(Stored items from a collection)
########
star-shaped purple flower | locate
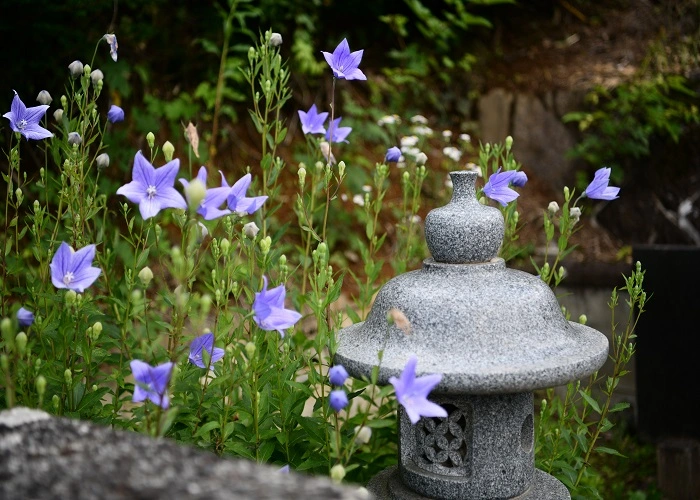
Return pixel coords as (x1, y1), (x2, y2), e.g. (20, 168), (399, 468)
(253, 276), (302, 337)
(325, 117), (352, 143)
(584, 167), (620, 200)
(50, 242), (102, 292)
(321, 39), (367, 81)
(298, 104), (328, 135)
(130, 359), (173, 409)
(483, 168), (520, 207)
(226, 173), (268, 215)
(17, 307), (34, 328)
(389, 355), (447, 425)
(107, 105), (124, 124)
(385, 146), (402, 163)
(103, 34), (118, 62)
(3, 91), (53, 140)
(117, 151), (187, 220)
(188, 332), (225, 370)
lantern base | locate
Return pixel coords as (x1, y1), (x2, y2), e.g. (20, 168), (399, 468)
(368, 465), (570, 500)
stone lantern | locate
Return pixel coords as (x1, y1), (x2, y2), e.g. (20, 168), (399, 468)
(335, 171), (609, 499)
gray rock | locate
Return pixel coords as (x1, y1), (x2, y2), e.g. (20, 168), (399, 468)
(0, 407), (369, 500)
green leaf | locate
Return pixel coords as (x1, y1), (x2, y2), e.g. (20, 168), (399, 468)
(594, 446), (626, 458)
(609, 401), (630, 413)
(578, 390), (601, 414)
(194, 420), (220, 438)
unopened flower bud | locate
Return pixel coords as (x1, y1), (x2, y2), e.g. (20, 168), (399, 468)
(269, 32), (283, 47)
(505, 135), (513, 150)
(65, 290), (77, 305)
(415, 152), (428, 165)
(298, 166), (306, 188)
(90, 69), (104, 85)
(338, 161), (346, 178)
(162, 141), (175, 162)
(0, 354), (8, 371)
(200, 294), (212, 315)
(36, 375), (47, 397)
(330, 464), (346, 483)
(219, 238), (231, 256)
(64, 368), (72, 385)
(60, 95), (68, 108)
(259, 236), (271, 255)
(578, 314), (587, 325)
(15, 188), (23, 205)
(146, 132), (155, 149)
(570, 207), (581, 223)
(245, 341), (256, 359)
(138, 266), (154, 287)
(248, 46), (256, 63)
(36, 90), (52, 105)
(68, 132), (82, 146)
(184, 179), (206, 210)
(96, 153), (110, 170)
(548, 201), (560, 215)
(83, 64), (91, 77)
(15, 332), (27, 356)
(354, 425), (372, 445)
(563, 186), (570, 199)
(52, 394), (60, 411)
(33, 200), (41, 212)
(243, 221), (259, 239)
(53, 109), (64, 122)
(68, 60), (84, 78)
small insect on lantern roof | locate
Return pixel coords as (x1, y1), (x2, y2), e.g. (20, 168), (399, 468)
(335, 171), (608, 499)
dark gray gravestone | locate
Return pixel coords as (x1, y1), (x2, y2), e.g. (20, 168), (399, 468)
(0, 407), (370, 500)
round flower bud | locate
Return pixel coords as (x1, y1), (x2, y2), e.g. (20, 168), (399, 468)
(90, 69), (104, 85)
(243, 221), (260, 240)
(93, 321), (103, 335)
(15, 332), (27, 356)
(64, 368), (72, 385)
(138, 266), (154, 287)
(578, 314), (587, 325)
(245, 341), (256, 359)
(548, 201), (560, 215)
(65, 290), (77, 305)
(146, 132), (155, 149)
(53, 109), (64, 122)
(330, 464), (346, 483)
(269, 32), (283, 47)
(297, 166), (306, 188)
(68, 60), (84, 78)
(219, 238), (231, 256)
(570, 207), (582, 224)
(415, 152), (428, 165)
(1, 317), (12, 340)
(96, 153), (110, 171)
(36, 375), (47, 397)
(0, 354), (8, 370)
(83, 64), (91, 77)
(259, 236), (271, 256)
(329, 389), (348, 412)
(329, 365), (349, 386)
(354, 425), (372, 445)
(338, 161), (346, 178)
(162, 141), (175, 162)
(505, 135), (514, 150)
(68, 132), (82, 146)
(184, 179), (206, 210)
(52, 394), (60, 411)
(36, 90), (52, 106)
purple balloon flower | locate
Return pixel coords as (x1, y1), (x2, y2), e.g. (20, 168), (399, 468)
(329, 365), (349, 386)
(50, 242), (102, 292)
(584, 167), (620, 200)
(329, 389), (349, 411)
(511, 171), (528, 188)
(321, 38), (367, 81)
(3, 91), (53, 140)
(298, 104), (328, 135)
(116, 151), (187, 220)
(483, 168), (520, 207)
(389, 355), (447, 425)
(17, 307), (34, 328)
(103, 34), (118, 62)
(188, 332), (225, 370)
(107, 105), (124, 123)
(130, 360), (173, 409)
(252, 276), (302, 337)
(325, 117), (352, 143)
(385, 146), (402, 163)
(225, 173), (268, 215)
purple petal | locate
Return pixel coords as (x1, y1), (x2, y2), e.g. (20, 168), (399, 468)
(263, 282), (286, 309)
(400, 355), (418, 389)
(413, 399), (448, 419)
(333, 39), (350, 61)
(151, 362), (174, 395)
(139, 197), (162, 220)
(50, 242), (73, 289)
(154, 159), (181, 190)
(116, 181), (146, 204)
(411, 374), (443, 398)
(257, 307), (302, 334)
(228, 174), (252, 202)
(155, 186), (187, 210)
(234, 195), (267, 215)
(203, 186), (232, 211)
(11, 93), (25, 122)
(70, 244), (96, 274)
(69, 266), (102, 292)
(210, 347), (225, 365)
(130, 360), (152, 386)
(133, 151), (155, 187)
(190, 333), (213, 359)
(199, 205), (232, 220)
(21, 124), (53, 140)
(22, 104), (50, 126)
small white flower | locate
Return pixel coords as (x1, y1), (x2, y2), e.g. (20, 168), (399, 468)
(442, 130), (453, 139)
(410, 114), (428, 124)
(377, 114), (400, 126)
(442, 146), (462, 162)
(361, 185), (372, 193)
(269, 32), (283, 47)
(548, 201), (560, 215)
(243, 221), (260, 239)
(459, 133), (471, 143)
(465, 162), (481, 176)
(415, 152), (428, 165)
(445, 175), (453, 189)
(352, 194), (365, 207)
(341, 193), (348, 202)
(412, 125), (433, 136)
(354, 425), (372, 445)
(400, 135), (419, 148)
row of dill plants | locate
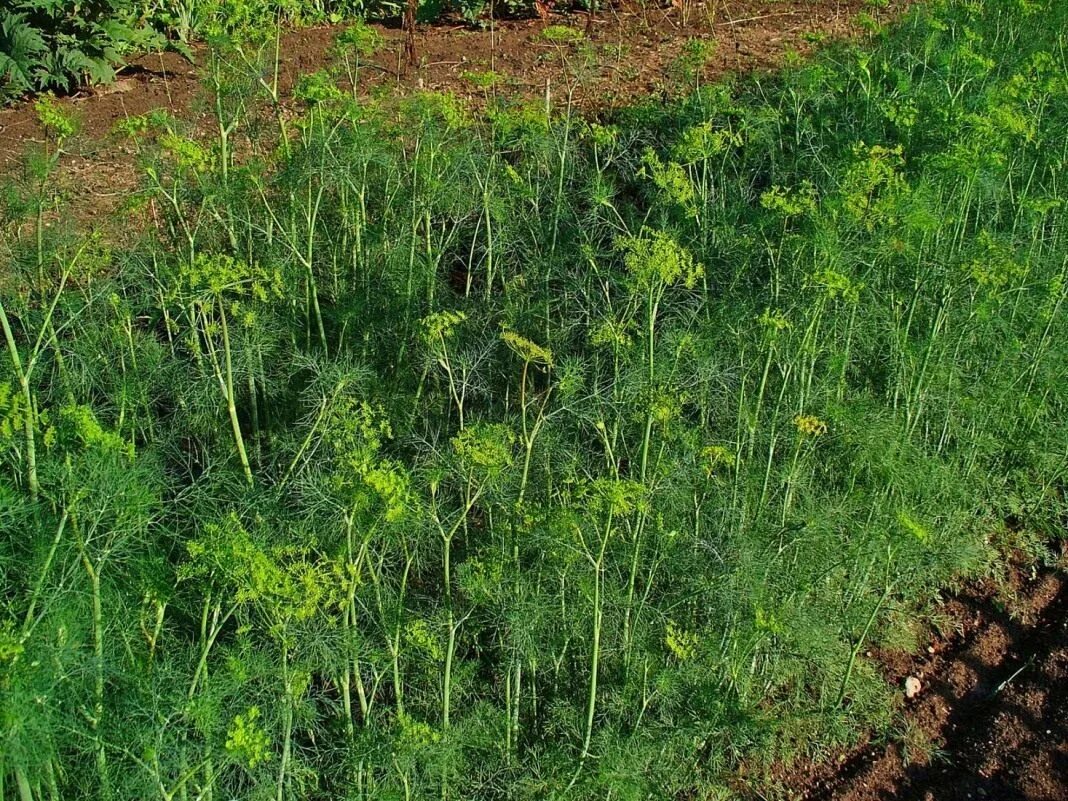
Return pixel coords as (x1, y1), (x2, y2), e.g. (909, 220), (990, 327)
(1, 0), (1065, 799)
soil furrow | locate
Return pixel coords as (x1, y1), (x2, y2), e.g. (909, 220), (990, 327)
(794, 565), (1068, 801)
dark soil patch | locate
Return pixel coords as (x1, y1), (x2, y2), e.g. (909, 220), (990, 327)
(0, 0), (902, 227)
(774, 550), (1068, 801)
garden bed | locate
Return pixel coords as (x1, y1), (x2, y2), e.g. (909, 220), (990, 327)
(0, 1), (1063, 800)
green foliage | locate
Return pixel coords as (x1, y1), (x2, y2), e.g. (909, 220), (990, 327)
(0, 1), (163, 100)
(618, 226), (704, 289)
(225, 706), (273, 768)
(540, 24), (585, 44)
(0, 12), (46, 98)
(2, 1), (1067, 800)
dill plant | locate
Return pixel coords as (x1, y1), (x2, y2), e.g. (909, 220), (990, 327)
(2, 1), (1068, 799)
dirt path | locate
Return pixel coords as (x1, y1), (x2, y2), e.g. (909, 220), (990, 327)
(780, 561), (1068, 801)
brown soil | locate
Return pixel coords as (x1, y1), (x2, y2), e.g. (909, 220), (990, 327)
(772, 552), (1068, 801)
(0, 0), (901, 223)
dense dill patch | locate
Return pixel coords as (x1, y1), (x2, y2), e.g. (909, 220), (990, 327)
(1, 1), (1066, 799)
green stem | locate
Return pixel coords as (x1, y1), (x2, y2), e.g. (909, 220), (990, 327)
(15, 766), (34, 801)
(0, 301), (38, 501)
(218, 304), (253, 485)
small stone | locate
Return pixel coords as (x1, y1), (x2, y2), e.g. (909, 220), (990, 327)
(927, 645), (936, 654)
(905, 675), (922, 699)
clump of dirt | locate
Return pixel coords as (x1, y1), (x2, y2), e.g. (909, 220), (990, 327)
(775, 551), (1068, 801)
########
Each line above that contains the word "dill" should be returned.

row of dill plants | locate
dill plant | locate
dense dill patch | locate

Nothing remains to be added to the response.